Vélo Solidaire se donne pour objectif de distribuer environ 400 vélos par an à des personnes n’ayant pas de moyens de locomotion, vivant de quelques allocations et ressentant le besoin de bouger ou de retrouver un tissu social. Parmi celles ayant répondu à l’appel de ce mois de septembre: d’anciens sans-abris, d’autres personnes passées par de grandes périodes de fragilité, sorties d’institutions telles que soins psychiatriques ou prison, par exemple. D’autres distributions ont également eu lieu auprès de femmes privées d’accès au vélo dans leur pays d’origine.
Pour Steph et Julien, travailleurs sociaux à l’asbl Diogènes, « La proposition tombait vraiment à pic. Nous avions beaucoup d’usagers qui réclamaient des moyens pour se déplacer plus facilement ». «Ah oui », renchérit Salum, main posée sur le cadre de son vélo « Il y a des années, je roulais mais je l’ai vendu”, souffle t-il, nostalgique de cette époque où il avait fait “Bruxelles-Halle, aller-retour, 50 km sur la journée…»

+++++

CONSIGNES:
**A)** Répondez à ces questions sur le texte consacré à Vélo Solidaire :
(i) Combien de vélos l'association compte-t-elle distribuer chaque année ?
(ii) Pour quelle asbl Steph et Julien travaillent-ils ?
(iii) Quelle distance Salum avait-il parcourue lors de son aller-retour Bruxelles-Halle ?
**B)** D'après l'extrait sur Vélo Solidaire, pourquoi la proposition « tombait vraiment à pic » pour Steph et Julien ?
**C)** Poursuivez le texte sur Vélo Solidaire à partir de sa dernière phrase.

+++++

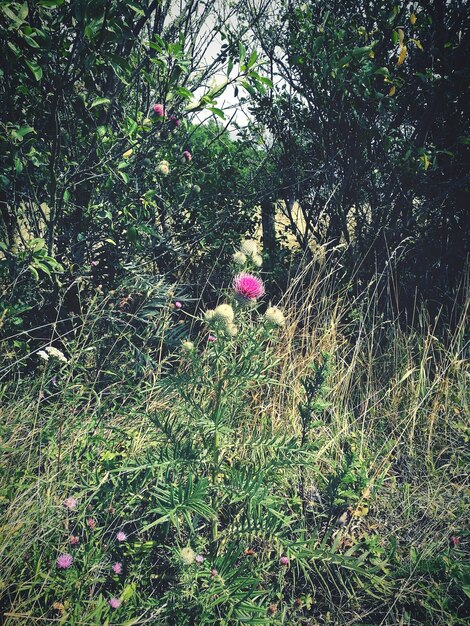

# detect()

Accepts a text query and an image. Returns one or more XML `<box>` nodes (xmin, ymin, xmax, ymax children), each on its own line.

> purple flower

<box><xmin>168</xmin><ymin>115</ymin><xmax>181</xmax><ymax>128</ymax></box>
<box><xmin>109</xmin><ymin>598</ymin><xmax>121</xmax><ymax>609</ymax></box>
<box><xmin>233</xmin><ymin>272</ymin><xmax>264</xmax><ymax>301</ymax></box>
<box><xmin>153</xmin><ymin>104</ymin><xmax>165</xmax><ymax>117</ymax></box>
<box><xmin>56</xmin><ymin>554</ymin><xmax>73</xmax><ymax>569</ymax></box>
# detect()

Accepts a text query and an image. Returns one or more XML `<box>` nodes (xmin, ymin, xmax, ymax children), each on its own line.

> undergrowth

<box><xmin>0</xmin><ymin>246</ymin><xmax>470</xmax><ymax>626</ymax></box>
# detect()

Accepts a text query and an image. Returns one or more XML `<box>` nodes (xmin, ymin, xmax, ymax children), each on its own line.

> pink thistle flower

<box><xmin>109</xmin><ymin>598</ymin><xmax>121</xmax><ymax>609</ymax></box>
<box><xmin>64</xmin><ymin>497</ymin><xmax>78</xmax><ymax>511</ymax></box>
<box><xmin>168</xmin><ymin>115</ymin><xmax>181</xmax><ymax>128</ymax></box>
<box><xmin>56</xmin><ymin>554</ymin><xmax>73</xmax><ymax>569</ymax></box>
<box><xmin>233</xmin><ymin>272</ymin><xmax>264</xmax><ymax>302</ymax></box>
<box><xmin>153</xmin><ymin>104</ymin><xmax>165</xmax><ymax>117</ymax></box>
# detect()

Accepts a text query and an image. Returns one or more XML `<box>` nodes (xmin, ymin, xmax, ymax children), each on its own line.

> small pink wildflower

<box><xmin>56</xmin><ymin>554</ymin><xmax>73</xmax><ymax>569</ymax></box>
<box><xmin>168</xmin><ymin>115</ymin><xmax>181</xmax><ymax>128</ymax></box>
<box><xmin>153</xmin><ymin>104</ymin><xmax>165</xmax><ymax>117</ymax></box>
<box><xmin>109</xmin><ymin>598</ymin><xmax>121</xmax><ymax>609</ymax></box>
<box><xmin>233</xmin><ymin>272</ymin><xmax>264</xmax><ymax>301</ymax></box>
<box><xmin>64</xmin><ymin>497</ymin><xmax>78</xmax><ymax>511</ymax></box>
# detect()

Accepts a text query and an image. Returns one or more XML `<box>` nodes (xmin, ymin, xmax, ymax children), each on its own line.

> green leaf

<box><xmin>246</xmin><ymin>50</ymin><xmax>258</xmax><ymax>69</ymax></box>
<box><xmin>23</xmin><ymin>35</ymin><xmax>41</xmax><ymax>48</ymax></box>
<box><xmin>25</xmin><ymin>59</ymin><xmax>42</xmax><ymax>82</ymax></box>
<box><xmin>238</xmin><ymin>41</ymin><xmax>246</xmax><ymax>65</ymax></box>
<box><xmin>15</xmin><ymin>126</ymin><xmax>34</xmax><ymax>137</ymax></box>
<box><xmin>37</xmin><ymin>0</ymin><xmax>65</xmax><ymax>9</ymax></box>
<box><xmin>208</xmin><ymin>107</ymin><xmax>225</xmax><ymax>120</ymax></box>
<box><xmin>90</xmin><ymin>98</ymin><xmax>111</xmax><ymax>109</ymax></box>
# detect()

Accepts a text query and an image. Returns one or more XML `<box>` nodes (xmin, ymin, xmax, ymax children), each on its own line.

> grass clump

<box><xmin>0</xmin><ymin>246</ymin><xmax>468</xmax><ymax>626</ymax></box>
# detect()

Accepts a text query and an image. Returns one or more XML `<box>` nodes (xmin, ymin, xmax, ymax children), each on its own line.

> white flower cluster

+++++

RÉPONSES:
**A)**
(i) Environ 400 vélos par an.
(ii) L'asbl Diogènes.
(iii) 50 km sur la journée.

**B)** Beaucoup de leurs usagers réclamaient des moyens pour se déplacer plus facilement. La proposition répondait donc à une demande déjà présente.

**C)**
De bons vélos d’occasion, pas trop chers, ne seraient-ils pas si simples à trouver ? « C’est même devenu très difficile » confient plusieurs personnes chez CyCLO. Durant la pandémie de Covid, l’engouement pour le vélo a généré une pénurie de deux roues et de pièces détachées. Mais selon Steph, ce qui joue aussi « c’est cette impression d’être « déclassés tout le temps”, les vécus et les parcours incroyablement compliqués vécus par ces personnes qu’ils accompagnent finissent par les « user ». Un vieux vélo de récup non réparé rencontre régulièrement des problèmes techniques. Face à cela, elles ne voient que les problèmes et… ça les bloque ! Avoir un vrai beau vélo, pour ces personnes, c’est important”. Julien, confirme la démarche : « Après les longs parcours qu’elles ont eus, pouvoir reprendre le vélo, reprendre soin de leur santé physique et amener “quelque chose” dans leur vie est primordial. »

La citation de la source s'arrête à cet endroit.